April 18, 2013
By Claire Potter”
Our guest blogger today is Leah M. Wright-Rigueur, assistant professor of History and African American Studies at Wesleyan University, Middletown, CT. She is currently finishing a book, The Loneliness of the Black Conservative: Pragmatic Politics and the Pursuit of Power, which documents Black conservatives’ attempts to work within a Republican Party structure that increasingly invested in its relationship with white voters after World War II.
Last week, Senator Rand Paul visited Howard University, a historically black university in Washington, D.C. Pundits and journalists across the media spectrum lampooned and critiqued Paul’s visit as a silly effort given the history of African Americans and the Republican Party.
Most people assume that the relationship between black voters and the Republican Party is a hostile one. To some extent, that’s correct – black voters haven’t supported the GOP en masse since the 1960 presidential election – and even then, Richard Nixon only received about 30 percent of the black vote. Couple that with outspoken Republican programs and policies that are downright hostile to black issues of concern and you’ve got the makings of a long-standing antagonistic and tense relationship.
But the past few decades have witnessed the rise of a number of high-profile black Republicans, of varying ideological backgrounds – from Condoleezza Rice to Michael Steele to Allen West. Additionally, many within the Republican Party have started to realize they cannot continue to win major elections without the assistance of minority voters. This trend certainly precedes Rand Paul – modern American history is marked with scattered Republican attempts to woo black voters into the so-called “Party of Lincoln.” In 1978, for example, RNC head Bill Brock and the Rev. Jesse Jackson promised GOP members an “influx” of black voters in the next presidential election. During that same year, Rand Paul’s own father – Ron Paul – even put in a request to have African American Republican strategists campaign for him in Texas during the ’78 midterm elections.
Unfortunately, Rand Paul’s approach at Howard University echoed that of his father, whose request was denied for being too far to the right to offer the type of sensitivity black voters wanted.
Paul, who is considering a presidential run in 2016, and the Republican Party in general are right to campaign in black communities. Since the election of Franklin D. Roosevelt, a number of black leaders, of all political persuasions, have expressed interest in a theory of two-party competition – lest one party take black votes for granted while the other neglects their vote. Moreover, it even makes strategic sense for Republicans to begin with historically black colleges and universities, which often have slightly higher concentrations of black Republicans compared to predominately white universities. Republicans also have long looked to HBCUs as a means of creating some kind of dialogue; in 1980, for instance, television journalist Tony Brown worked with the GOP to sponsor “Support Black Colleges Day.”
But for Paul to receive a positive response, he would need to re-package his message and approach, and take black voters much more seriously. Paul and other Republicans would need to make campaigning in black communities a priority – while Republicans have long toyed with the idea of recruiting black voters, the data shows us that they rarely put any organized or serious financial effort into actual outreach and mobilization. Republicans would also need to start their campaign at a much smaller HBCU – one located in the South. Research shows us that young black southern men, ages 18 – 34, are far more likely to join the Republican Party than black people of any other demographic. But most importantly, the data also tells us that black voters are savvy – they will support politicians that speak positively to their issues and concerns, while acknowledging their history. While voting trends clearly have run in favor of Democratic politicians, black voters have shown a willingness to vote for Republican candidates on a local level.

- DIRECTIONS:
1) According to the blog post about Rand Paul's visit to Howard University, roughly what share of the black vote did Richard Nixon receive in the 1960 presidential election?
2) Carry on the blog post about Rand Paul's Howard University visit, beginning after its final sentence.

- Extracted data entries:
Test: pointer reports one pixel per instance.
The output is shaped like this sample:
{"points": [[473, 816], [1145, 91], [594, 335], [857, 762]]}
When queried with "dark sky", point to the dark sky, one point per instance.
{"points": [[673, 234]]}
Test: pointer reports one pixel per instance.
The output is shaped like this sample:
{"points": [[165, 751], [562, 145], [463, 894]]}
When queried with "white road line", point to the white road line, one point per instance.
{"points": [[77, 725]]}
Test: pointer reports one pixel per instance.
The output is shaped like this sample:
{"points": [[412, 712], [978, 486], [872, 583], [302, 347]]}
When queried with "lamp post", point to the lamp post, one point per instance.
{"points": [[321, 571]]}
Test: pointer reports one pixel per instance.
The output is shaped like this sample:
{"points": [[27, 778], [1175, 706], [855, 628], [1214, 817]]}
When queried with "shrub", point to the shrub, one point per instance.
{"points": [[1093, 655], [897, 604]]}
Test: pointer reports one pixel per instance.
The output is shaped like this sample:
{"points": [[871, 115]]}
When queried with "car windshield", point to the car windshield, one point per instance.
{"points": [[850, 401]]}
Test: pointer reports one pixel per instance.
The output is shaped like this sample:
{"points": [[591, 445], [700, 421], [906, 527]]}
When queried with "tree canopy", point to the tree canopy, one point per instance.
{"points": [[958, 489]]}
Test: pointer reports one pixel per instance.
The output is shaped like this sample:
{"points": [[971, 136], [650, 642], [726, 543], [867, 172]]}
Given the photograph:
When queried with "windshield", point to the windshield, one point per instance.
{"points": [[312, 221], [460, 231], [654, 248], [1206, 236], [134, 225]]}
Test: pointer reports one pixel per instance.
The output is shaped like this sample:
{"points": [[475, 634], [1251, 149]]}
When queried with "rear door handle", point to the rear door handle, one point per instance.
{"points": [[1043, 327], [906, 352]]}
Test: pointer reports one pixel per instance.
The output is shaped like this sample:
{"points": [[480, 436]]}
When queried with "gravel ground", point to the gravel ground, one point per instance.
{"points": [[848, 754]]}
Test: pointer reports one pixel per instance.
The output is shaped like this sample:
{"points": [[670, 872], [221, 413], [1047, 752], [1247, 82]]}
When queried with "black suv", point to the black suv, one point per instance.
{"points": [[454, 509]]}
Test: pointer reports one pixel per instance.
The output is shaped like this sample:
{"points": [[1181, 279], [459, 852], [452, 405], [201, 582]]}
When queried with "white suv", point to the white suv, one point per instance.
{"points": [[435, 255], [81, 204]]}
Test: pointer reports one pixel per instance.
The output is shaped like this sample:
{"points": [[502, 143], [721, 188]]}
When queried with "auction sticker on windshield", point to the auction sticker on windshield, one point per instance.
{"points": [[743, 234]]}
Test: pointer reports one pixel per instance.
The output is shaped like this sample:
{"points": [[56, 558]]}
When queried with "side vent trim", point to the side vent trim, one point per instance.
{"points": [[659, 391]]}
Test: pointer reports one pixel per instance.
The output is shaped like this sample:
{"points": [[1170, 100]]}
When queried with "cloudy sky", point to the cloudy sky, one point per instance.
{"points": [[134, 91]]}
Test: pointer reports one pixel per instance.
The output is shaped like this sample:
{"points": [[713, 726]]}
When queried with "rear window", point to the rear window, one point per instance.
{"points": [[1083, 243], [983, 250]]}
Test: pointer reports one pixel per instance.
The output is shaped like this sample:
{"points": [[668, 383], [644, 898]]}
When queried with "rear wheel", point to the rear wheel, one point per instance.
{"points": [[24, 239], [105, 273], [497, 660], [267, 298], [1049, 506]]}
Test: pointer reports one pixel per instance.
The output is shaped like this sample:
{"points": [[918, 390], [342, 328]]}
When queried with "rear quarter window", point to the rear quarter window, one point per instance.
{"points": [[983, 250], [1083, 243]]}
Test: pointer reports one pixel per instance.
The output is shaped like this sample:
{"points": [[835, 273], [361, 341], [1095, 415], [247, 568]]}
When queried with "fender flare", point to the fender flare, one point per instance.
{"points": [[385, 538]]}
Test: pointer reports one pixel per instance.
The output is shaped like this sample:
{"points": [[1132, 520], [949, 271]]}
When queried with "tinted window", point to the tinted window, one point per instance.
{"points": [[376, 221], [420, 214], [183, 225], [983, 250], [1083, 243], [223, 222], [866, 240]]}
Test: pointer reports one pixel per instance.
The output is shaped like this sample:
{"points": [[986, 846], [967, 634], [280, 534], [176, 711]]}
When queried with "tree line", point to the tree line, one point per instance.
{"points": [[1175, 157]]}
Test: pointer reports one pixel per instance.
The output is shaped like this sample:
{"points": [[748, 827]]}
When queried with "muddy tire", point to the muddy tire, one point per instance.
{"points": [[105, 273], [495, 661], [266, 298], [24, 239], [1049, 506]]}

- RESULTS BY TASK:
1) About 30 percent.

2)
In 1977, for example, white southern GOP candidates assisted by a black Republican consulting firm received on average upwards of 45 percent of the black vote; more recently black voters have indicated that they would be highly inclined to support a Republican figure like Colin Powell, if he were to run for politics. But these examples share a defining characteristic – the willingness of a Republican to speak publicly and positively and offer viable solutions to issues of concern to black voters.
By virtue of his hard-line position on a number of issues, and his revisionist history of the relationship among the modern GOP, blacks and civil rights, Paul practically guaranteed an unreceptive audience at Howard. If he plans on speaking to similar college audiences in the future, Paul needs to re-tool his message and advance policy solutions that speak to the needs of black voters. This mission is not impossible – one only has to look to the legacy of the speaker whose name Paul bungled during his speech – Edward Brooke (a Howard alumnus, no less). The Massachusetts senator’s brand of Republicanism did far more for attracting people to the Republican Party because it found ways to reconcile traditional conservatism with the needs and wants of all Americans – including black voters. While in the senate, Brooke moved comfortably between traditional conservatism and “social justice” legislation, supporting affirmative action, endorsing free market enterprise, and defending public-private partnerships. His most important legacy in this regard was the Fair Housing Act, or Title VIII of the 1968 Civil Rights Act.
Additionally, Rand Paul can use future outreach opportunities to distance himself from his father’s history of insensitive racial rhetoric and behavior, while acknowledging his own missteps when speaking about the Civil Rights Act of 1964. He and other Republicans should review the data on issues of concern to black voters, and offer much more nuance when discussing highly controversial and sensitive topics, like school choice or federal assistance.
Above all else, Republicans need to listen to black voters and take stock of what they are saying. Paul could find common ground with black voters on a number of important issues: creative and viable economic solutions for underemployment and unemployment; reduction in defensive military spending; or even reformation of the nation’s unnecessarily harsh drug laws. The last area may of particular interest to young black men – Paul’s hypothetical target demographic – as they are disproportionally affected by such policies.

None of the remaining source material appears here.